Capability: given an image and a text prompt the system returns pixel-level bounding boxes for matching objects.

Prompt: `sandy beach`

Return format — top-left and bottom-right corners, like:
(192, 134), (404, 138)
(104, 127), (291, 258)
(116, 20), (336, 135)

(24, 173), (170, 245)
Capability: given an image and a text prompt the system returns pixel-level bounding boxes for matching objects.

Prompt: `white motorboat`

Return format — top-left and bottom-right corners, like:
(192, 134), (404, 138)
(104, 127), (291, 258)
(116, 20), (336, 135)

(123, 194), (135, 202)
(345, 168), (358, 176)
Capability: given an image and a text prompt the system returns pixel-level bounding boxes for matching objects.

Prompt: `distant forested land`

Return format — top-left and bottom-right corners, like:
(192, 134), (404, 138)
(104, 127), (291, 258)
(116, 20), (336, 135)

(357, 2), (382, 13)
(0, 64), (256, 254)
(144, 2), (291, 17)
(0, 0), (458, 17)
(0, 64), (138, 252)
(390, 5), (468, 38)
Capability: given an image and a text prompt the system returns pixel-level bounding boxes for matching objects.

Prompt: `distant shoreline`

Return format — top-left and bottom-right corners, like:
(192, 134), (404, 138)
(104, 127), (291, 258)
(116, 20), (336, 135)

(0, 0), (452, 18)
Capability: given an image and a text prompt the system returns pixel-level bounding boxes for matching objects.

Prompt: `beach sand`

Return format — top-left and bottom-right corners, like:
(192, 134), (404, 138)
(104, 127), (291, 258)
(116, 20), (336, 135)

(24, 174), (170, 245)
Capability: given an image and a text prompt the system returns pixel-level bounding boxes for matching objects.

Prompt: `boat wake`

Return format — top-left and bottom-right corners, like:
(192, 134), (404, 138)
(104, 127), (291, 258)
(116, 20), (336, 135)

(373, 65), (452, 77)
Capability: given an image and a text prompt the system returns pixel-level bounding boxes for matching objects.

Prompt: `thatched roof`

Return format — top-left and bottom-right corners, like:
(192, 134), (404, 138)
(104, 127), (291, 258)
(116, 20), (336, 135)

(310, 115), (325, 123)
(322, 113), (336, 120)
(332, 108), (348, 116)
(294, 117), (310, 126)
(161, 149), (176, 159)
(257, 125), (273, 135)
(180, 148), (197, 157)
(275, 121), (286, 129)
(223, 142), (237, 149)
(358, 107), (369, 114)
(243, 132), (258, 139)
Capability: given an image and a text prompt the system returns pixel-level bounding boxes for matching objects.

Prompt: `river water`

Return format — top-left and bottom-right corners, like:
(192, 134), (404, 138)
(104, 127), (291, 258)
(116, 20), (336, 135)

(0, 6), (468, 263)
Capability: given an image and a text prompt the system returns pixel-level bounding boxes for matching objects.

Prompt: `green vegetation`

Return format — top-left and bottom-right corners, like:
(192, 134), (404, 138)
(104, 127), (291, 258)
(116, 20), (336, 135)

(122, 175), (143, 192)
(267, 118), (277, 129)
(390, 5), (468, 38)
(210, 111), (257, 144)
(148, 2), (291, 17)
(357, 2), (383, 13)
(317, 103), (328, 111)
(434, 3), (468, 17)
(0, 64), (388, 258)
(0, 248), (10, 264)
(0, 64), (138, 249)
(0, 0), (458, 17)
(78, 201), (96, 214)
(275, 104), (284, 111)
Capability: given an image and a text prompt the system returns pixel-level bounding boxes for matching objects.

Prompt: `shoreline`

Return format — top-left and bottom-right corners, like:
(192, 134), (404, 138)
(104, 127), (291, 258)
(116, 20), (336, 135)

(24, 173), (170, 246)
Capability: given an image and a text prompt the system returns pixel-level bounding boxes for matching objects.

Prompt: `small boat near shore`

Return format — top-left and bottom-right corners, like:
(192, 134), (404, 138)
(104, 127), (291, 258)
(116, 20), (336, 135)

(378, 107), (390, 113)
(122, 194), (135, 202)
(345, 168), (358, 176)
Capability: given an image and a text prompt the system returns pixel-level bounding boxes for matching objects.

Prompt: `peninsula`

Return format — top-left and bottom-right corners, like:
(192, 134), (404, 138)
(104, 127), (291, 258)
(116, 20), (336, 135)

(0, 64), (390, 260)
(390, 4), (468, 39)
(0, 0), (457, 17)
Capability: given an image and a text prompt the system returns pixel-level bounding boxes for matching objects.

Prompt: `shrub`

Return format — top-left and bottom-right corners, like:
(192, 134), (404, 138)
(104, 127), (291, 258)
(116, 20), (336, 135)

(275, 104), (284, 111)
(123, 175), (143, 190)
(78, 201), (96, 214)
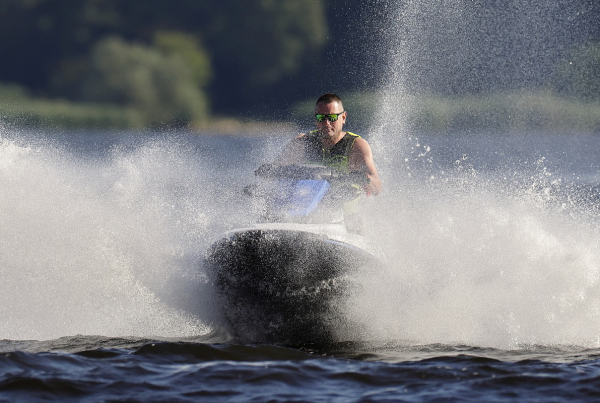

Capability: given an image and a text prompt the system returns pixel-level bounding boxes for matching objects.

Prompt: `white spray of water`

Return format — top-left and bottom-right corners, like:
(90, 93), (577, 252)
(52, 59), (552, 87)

(346, 0), (600, 348)
(0, 129), (255, 339)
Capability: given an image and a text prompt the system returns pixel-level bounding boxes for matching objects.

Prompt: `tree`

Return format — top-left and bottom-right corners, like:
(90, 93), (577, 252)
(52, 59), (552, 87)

(79, 37), (208, 126)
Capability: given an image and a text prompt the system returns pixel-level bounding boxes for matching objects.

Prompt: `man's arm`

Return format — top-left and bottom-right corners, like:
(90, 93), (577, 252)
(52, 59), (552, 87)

(349, 138), (381, 195)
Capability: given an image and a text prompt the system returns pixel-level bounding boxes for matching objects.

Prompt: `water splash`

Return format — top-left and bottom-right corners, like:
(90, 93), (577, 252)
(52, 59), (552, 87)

(340, 0), (600, 348)
(0, 131), (258, 339)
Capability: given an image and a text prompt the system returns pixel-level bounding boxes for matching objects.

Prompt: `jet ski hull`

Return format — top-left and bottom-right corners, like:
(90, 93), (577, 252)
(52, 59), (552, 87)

(205, 228), (379, 344)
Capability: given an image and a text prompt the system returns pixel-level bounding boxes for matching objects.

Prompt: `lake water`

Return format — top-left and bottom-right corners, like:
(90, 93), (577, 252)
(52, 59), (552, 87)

(0, 128), (600, 402)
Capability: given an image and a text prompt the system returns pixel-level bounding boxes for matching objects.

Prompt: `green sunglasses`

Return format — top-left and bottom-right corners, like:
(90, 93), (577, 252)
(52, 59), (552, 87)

(315, 111), (346, 122)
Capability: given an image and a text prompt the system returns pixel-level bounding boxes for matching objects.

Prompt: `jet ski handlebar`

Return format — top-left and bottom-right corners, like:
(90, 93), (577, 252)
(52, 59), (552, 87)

(254, 164), (369, 184)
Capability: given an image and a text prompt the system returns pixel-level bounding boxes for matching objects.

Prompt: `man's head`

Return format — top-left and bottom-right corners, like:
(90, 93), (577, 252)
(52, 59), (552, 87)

(315, 93), (347, 141)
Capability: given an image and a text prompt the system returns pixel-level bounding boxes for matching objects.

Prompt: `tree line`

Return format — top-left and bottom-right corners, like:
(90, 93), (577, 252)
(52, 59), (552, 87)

(0, 0), (600, 129)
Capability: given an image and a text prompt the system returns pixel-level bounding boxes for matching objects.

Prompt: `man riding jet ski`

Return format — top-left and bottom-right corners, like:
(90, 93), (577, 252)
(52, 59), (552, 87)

(205, 94), (381, 344)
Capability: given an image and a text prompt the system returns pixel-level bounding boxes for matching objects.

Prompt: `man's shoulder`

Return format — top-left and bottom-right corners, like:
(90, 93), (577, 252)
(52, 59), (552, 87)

(294, 130), (318, 140)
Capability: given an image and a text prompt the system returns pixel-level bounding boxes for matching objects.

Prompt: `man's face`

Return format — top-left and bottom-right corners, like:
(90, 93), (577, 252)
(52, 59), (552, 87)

(315, 102), (346, 138)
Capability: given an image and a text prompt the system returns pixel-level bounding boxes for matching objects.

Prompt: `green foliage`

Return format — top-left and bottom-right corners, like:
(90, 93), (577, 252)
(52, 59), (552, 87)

(552, 43), (600, 101)
(154, 31), (212, 88)
(72, 37), (208, 126)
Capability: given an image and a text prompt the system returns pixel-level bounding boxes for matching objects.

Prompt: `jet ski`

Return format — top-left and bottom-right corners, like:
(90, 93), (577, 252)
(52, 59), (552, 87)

(204, 165), (381, 345)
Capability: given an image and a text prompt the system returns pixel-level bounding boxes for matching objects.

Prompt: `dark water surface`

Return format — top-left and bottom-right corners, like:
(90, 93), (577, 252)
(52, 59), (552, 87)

(0, 133), (600, 402)
(0, 336), (600, 402)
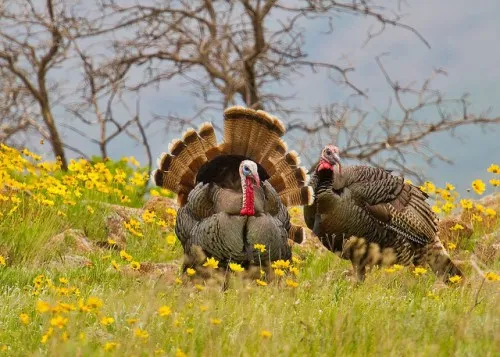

--------

Please reproduce the listing from its start through the line holding "(24, 173), (170, 245)", inclusive, swapping "sandy beach" for "sandy shore" and leaving everything else unchanged.

Capability: given an image and a text prompt the system returns pixel-level bounding boxes for matching objects.

Prompt: `sandy shore`

Return format — top-left and bottom-right corners, like:
(192, 134), (404, 138)
(104, 127), (291, 258)
(116, 20), (336, 135)

(24, 173), (170, 245)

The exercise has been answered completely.